- [WORK REQUEST]: The records below must be transcribed exactly, with each picture left out.
▽
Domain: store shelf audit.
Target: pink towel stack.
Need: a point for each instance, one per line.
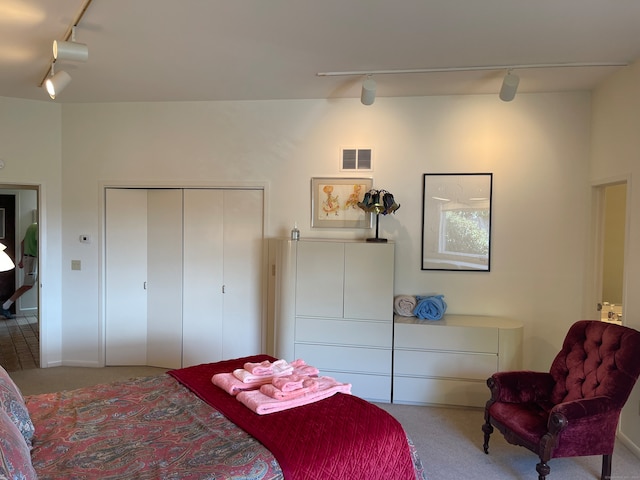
(284, 380)
(288, 388)
(263, 372)
(321, 388)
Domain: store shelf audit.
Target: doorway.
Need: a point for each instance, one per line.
(611, 236)
(20, 335)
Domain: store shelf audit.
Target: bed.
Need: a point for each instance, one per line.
(180, 425)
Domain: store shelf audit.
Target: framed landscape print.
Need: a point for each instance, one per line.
(456, 221)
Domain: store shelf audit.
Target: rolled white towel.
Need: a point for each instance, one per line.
(404, 305)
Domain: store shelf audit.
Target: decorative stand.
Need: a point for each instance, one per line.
(378, 202)
(377, 238)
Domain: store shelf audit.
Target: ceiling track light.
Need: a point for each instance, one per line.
(368, 94)
(64, 50)
(509, 83)
(509, 86)
(56, 82)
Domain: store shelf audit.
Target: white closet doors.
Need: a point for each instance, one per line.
(164, 277)
(126, 276)
(203, 265)
(222, 274)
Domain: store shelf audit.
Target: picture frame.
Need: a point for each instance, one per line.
(456, 221)
(334, 202)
△
- [SOLUTION FOR THIS EXERCISE]:
Domain: store shelf audit.
Target: pink towel stack.
Need: a point for each instance, one per line.
(284, 380)
(288, 388)
(263, 372)
(321, 388)
Domain: store shelf audit.
Target: doorway.
Need: a point for each instance, one per line.
(611, 236)
(20, 335)
Domain: store shelf audit.
Target: bed.
Need: a point for each instance, one per line.
(180, 425)
Domain: store shelf audit.
Target: framed landscape print.
Need: a point for each instance, one per line.
(456, 221)
Domain: store shelf audit.
Target: rolled white towel.
Need: a point for each instance, one per line.
(404, 305)
Domain: store shelf audit.
Target: decorative stand.
Need: a point for each instance, one per line.
(378, 202)
(377, 238)
Domain: store shelf audit.
Target: ceiling track light.
Need: a point for each instance, one per line.
(368, 94)
(64, 50)
(509, 83)
(509, 86)
(56, 82)
Domain: store shelf audit.
Target: white closet doors.
Need: a point for each instance, one per line.
(164, 277)
(126, 276)
(203, 265)
(222, 274)
Domain: store shelf audit.
Target: picture frame.
Need: a point for each instance, one per line.
(456, 221)
(334, 202)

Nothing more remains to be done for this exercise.